- [Work to be completed]: Wherever the string "photo" shows up in the records below, return that line.

- [Excerpted data]:

◆ ◆ ◆

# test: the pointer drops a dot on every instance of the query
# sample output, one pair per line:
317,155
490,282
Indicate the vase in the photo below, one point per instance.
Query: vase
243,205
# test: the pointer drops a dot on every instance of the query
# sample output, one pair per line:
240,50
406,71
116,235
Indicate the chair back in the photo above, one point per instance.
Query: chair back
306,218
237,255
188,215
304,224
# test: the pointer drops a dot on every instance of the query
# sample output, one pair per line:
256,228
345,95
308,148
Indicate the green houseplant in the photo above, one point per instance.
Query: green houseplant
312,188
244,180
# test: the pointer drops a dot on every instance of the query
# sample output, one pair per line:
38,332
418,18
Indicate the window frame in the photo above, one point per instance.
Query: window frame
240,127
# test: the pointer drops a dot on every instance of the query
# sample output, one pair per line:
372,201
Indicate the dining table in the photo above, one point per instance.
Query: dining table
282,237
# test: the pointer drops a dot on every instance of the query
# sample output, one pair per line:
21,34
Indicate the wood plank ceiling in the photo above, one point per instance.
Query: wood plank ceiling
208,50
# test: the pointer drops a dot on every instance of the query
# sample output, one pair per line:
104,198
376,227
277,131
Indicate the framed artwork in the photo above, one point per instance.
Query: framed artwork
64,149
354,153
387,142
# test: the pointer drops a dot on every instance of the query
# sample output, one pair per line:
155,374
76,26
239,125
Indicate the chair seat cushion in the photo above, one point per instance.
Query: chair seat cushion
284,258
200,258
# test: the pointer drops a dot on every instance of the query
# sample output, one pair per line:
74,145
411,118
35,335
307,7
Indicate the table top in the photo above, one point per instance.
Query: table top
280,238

◆ ◆ ◆

- [Exercise result]:
Indicate the vase in the photo below, one point per instance.
Indicate the chair back in the photo above, one point per instance.
Indicate the green houseplant in the photo above, one point per instance.
Indicate the window frame in the photo above, one point per instance.
Indicate the dining table in the photo above, one point per instance.
Indicate the wood plank ceiling in the photo above, one point per instance.
Indicate the framed artwork in the photo above, one point per instance.
Indicate the chair seat cushion in the photo above, one point per instance.
Indicate the table top in the photo above, one point per instance.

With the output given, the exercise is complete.